▶ EXCERPT TO READ
━━━━━━

Most of these offerings protect against only certain
kinds of threats and in fixed compensation amounts. For example, if an
attack of type X were to occur and losses were to result, then
you could expect to receive a claim for damages Y. If an attack
outside of X occurred, you may or may not be covered. It will simply
depend on the exceptions enumerated in the policy. Nonetheless, these
policies are very attractive in today's digital age, and the market for
them will continue to grow.
Before offering insurance for software-controlled entities,
an insurer should understand: (1) the worst-case scenarios that can result
if the software were to fail, (2) what the dollar losses will be if that
type of software failure were to occur, and (3) the predicted frequency
of such events. These three pieces of information allow insurers to decide
if they can profit under such conditions. Recognize that insurers do not
issue insurance to lose money or break even; they expect to profit in
exchange for the risks they take.
Interestingly enough, a new US corporation has been formed
to address the problem of determining software insurability on behalf
of insurers: the Software Testing Assurance Corporation (STAC). This company
was founded in 1997 to provide independent certification when requested
by insurers. This independent certification to attain insurance has limited
availability. It is only available to corporations that have applied for
business disruption insurance. Certification assessment will only
be provided after written requests are received from an insurer.
The founding of this new company opens the door for additional
software certification standards (as well the possibility of other companies
entering into the certification marketplace) when business risks can be
directly tied to the reliability, availability, and security of information
systems. Now that one's ability to attain business insurance has been
tied to the quality of the software that they employ, this opens a new
chapter in what "is or is not" acceptable software quality.
Software users are now being made to bear the burden
of bad software in a completely different way than simply lost productivity.
They may have to fully bear the burden and consequences of business disruption.
Hopefully this will encourage users to the demand warranties of quality
from vendors and software publishers. If this were to occur, this could
greatly change how the risks and consequences of software failures are
measured. That is, shouldn't we be measuring reliability as a function
of the consequences of software failure as opposed to the frequency of
failure?
The reason why the current events surrounding companies
such as STAC and Trugg-Hansa are so significant for the Software Reliability
Engineering (SRE) community is that for the first time we see a marketplace
for highly accurate software reliability assessment. Previously,
software reliability assessment has been an ad hoc activity usually
done by a software publisher for the sole purpose of determining whether
the software was ready for release. Because the accuracy of whatever model
chosen was automatically brought into question, the model was used more
as a heuristic than as an absolute measure. And because there is a plethora
of software reliability models that can be employed as testing stoppage
criteria, it is anyone's guess as to whether the the appropriate model
(even if inaccurate) was employed. If the software was not ready for release,
but was released because the model indicated such, the worst that could
happen would be an "egg on the vendor's face" and possibly some
financial loss. This financial loss could come in the form of rework,
a greater time-to-market, loss of reputation, and possibly legal action.

━━━━━━

▶ WRITTEN INSTRUCTION A
Using the excerpt on software insurance, answer each question on its own line:
(i) In what year was STAC founded?
(ii) To which corporations is STAC's certification available?
(iii) What forms could the financial loss from releasing software too early take?
▶ WRITTEN INSTRUCTION B
Print word for word the part of the excerpt on software insurance starting at "Interestingly enough, a" and ending at "from an insurer.".

▶ PROVIDED RECORDS

━━━━━━

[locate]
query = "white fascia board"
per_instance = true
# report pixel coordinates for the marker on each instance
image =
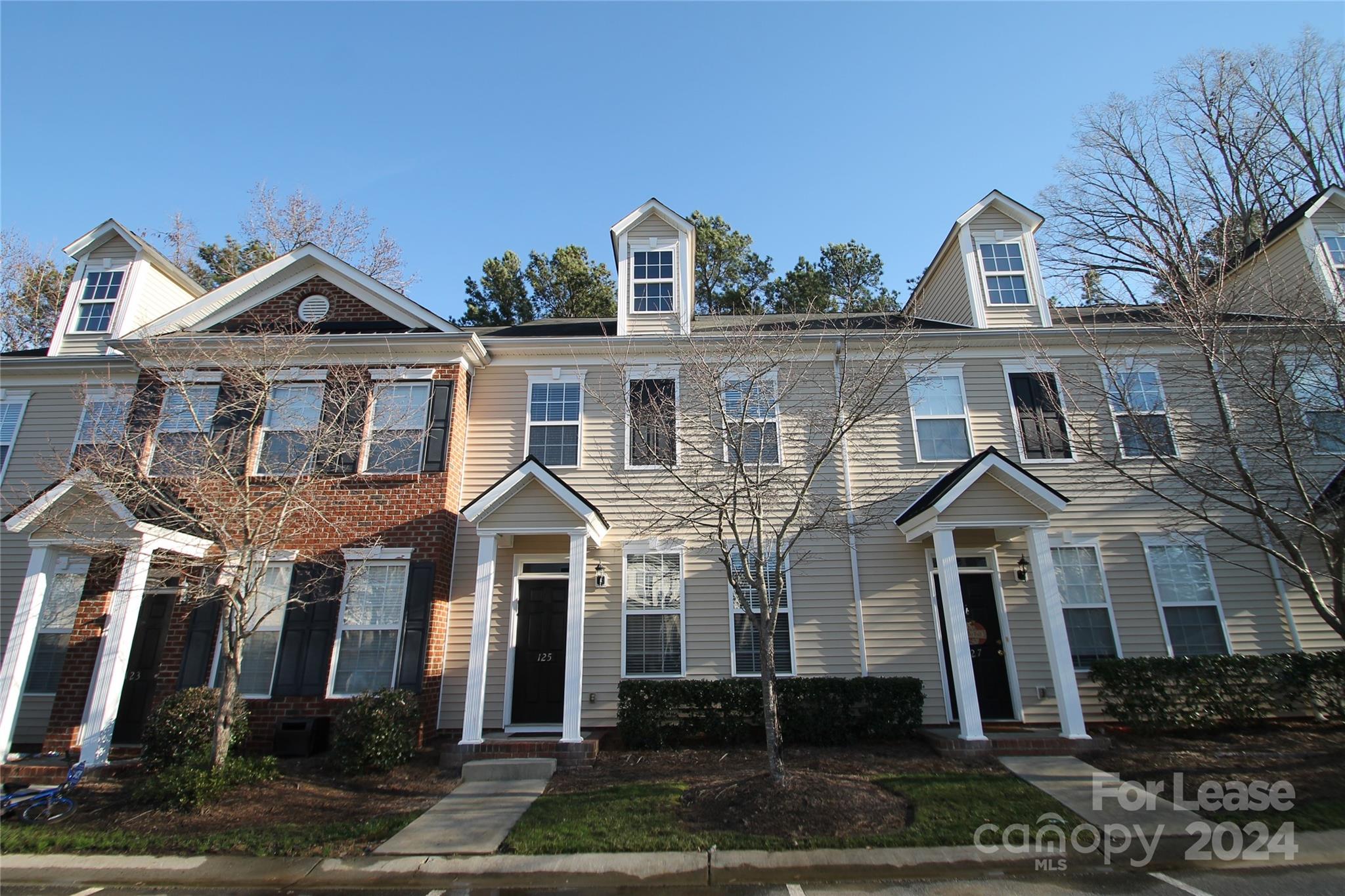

━━━━━━

▶ COMPLETE OUTPUT A
(i) 1997
(ii) Corporations that have applied for business disruption insurance
(iii) Rework, a greater time-to-market, loss of reputation, and possibly legal action

▶ COMPLETE OUTPUT B
Interestingly enough, a new US corporation has been formed
to address the problem of determining software insurability on behalf
of insurers: the Software Testing Assurance Corporation (STAC). This company
was founded in 1997 to provide independent certification when requested
by insurers. This independent certification to attain insurance has limited
availability. It is only available to corporations that have applied for
business disruption insurance. Certification assessment will only
be provided after written requests are received from an insurer.